▶ [Directions]
(a) Please list every person named in the spinach heart tissue article below.
(b) From the spinach heart tissue article below, quote the passage that begins at the words "In order to create" and stops after the words "process is complete.".
:: Source document
Why a group of scientists grew human heart tissue on spinach

Everyone knows that eating vegetables is great for maintaining heart health, but what about using leafy greens to create part of a human heart?

Although the research is still in its infancy, a group of scientists from Massachusetts’s Worcester Polytechnic Institute (WPI) has been able to successfully grow heart tissue on the leaves of spinach with the aim of one day being able to use the plant to replace diseased tissue in human hearts, such as those affected by a heart attack.

In a study published online ahead of its release in next month’s journal Biomaterials, senior author and bioengineering professor Glenn Gaudette and his team at WPI report being able to grow human heart cells that could contract or beat after five days for a total of 21 days straight.

With a chronic shortage of donor organs, researchers have resorted to engineering large-scale human tissue using techniques such as 3-D printing. One complex problem that has impeded this research, however, is how to recreate a small, intricate vascular system in order to deliver oxygen and nutrients required for proper tissue growth.

“One of the big problems in tissue engineering today is getting blood supply to the newly-created tissue,” Gaudette explained to in a phone interview from Worcester, Mass.

To overcome this problem, scientists have started looking at plants for a potential solution. Bioengineering researchers have begun experimenting with growing organs on different plants using their branching network of veins, which delivers water and nutrients to the leaves.

The University of Ottawa’s Pelling Lab has been testing plant-based biomaterials for growing tissue for the past four years. The lab’s work of cultivating a human ear on an apple slice made headlines last year and attracted international attention to the emerging field.

“It’s just funny. A few years ago I was literally presenting our work and being laughed at in conferences and now other groups are actually saying, ‘Hey it wasn’t so crazy,’” Andrew Pelling, the lab’s founder remarked during a phone interview from Ottawa.

Why spinach?

The scientists at WPI have been working in the field of cardiac research for a number of years and realized the potential in plants, and spinach in particular, just by looking at them. Joshua Gershlak, a graduate student and the study’s lead author, said they were inspired to use spinach when they noticed it looks pretty similar to a human heart’s aorta, the main artery extending from the heart.

“When you look at spinach, when you hold it up to the light, you can see the nice veins passing through the leaf. It turns out that the system of pipes, the vasculature in the leaf, is very similar to human muscle tissue,” Gaudette added.

In order to create the right conditions on the spinach for human heart cells to grow, the researchers used a process called “decellurization” to strip the plant of its cells. To do this, Gershlak said the team used detergents and soaps found in body wash, but in a much higher concentration, and pumped them through the leaf’s veins. The spinach’s plant vasculature made up of primarily cellulose is all that’s left once the stripping process is complete.
::::
:: Dataset entries
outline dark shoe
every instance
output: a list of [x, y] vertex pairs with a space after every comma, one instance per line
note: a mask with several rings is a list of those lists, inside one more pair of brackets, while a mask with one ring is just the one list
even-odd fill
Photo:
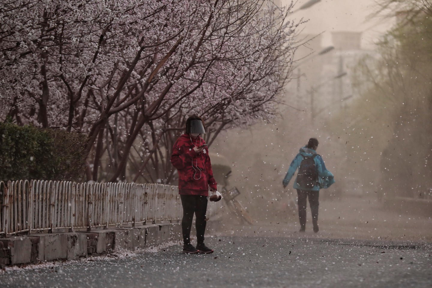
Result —
[[181, 252], [182, 253], [189, 253], [190, 254], [195, 254], [199, 252], [200, 251], [195, 249], [194, 245], [191, 243], [184, 245], [183, 250]]
[[319, 228], [318, 228], [318, 223], [316, 221], [314, 221], [312, 223], [314, 224], [314, 232], [317, 233], [320, 231]]
[[213, 253], [214, 251], [213, 249], [210, 249], [210, 248], [206, 246], [206, 244], [204, 243], [199, 243], [197, 244], [197, 249], [198, 250], [199, 253], [201, 254], [210, 254], [210, 253]]

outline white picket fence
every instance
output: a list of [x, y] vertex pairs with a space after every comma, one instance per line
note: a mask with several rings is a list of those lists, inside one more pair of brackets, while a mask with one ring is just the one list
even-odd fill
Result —
[[0, 181], [0, 235], [180, 221], [178, 187], [161, 184]]

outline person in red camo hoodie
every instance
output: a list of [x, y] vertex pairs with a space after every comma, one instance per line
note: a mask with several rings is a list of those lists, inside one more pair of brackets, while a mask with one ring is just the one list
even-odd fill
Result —
[[[178, 172], [178, 193], [183, 207], [181, 229], [183, 253], [213, 253], [204, 244], [206, 212], [209, 190], [217, 190], [207, 146], [200, 135], [206, 133], [200, 117], [194, 115], [187, 118], [186, 133], [181, 136], [172, 148], [171, 163]], [[197, 246], [191, 243], [191, 228], [195, 213]]]

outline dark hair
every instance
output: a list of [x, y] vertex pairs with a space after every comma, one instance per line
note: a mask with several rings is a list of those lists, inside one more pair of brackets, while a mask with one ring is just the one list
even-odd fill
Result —
[[204, 129], [206, 128], [206, 126], [204, 125], [204, 121], [203, 121], [201, 117], [197, 115], [193, 115], [191, 116], [189, 116], [189, 117], [186, 120], [186, 133], [189, 134], [191, 133], [191, 121], [192, 120], [201, 120], [201, 122], [203, 123], [203, 127], [204, 127]]
[[309, 149], [312, 149], [314, 147], [318, 147], [318, 140], [316, 138], [311, 138], [308, 141], [307, 147]]

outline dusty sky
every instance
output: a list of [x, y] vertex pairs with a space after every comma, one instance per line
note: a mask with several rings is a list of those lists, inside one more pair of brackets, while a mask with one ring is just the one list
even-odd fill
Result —
[[[308, 0], [299, 0], [295, 6], [298, 9]], [[283, 5], [288, 5], [291, 0], [281, 0]], [[378, 36], [392, 24], [388, 19], [379, 18], [368, 19], [377, 9], [375, 0], [322, 0], [304, 10], [294, 13], [292, 17], [304, 17], [309, 21], [304, 25], [303, 32], [315, 35], [324, 32], [322, 46], [332, 44], [333, 31], [364, 32], [362, 46], [365, 49], [373, 49], [373, 43]]]

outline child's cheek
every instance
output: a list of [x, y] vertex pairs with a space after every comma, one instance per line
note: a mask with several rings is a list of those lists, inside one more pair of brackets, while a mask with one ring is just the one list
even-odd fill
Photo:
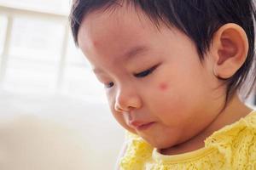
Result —
[[159, 85], [159, 89], [160, 91], [166, 91], [168, 89], [168, 84], [166, 82], [161, 82]]

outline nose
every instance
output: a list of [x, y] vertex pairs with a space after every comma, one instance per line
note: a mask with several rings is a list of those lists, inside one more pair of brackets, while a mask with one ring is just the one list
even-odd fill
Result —
[[139, 94], [133, 88], [122, 88], [115, 96], [114, 110], [119, 112], [129, 112], [142, 107], [143, 102]]

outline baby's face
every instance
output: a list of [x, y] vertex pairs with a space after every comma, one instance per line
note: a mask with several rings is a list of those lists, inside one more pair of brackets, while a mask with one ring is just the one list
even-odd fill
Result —
[[115, 119], [154, 147], [196, 135], [221, 107], [210, 54], [201, 63], [193, 42], [175, 28], [157, 30], [139, 11], [121, 8], [90, 14], [78, 39]]

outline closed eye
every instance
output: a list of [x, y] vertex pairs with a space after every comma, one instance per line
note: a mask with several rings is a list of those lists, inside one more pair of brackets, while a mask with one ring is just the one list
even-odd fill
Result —
[[140, 73], [137, 73], [137, 74], [134, 74], [134, 76], [136, 77], [138, 77], [138, 78], [143, 78], [143, 77], [145, 77], [147, 76], [148, 76], [149, 74], [151, 74], [155, 69], [156, 67], [158, 66], [159, 65], [154, 65], [154, 67], [147, 70], [147, 71], [144, 71], [143, 72], [140, 72]]

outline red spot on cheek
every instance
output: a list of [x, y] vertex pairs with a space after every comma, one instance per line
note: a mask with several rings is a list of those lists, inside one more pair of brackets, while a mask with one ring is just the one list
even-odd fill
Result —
::::
▶ [Answers for the tasks]
(a) Glenn Gaudette, Andrew Pelling, Joshua Gershlak

(b)
In order to create the right conditions on the spinach for human heart cells to grow, the researchers used a process called “decellurization” to strip the plant of its cells. To do this, Gershlak said the team used detergents and soaps found in body wash, but in a much higher concentration, and pumped them through the leaf’s veins. The spinach’s plant vasculature made up of primarily cellulose is all that’s left once the stripping process is complete.